───── Text extract ─────
Tone at the top is the most important factor in creating an organizational culture of integrity - Nicole Sandford
Without question, reputation risks are every bit as important as strategic, operating, and financial risks. In fact, C-level executives often rate reputation risk as more important than other strategic risks. Their concern is well founded: as we’ve seen again and again, the impact of reputational erosion can be devastating — from a plummeting stock price to a loss of customers.
Guarding against reputational risk begins with setting the proper tone at the top, one that is aligned with organizational values and embraces a culture of integrity. Properly fed and nurtured, it is the foundation upon which the culture of an enterprise — and therefore all the other elements of governance, risk and compliance infrastructure — is built. Ultimately, it is the glue that holds an organization together.
The starting point for setting the tone begins with the organization’s governing authority — most frequently this means the board of directors. The board’s most fundamental tasks would typically include hiring the CEO, approving strategy, monitoring execution of the plan, setting risk appetite, and exercising appropriate oversight regarding risk mitigations, all with the underlying goal of preserving and creating shareholder value.
The board sets the tone of the organization in the way that it executes each of these responsibilities. However, perhaps no single decision drives tone at the top more than the selection of the CEO. That process must necessarily focus on competence, character, and chemistry and raises questions such as the following:
• Does the prospective CEO have the requisite skills and experience to move the organization forward?
───── Data lines ─────
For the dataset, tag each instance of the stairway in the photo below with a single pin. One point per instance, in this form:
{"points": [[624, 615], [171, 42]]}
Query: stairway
─────
▸ Exercise description:
Extract the part of the passage on tone at the top above that runs from "Guarding against reputational" to "creating shareholder value.", copying it word for word.

▸ Solution below:
Guarding against reputational risk begins with setting the proper tone at the top, one that is aligned with organizational values and embraces a culture of integrity. Properly fed and nurtured, it is the foundation upon which the culture of an enterprise — and therefore all the other elements of governance, risk and compliance infrastructure — is built. Ultimately, it is the glue that holds an organization together.
The starting point for setting the tone begins with the organization’s governing authority — most frequently this means the board of directors. The board’s most fundamental tasks would typically include hiring the CEO, approving strategy, monitoring execution of the plan, setting risk appetite, and exercising appropriate oversight regarding risk mitigations, all with the underlying goal of preserving and creating shareholder value.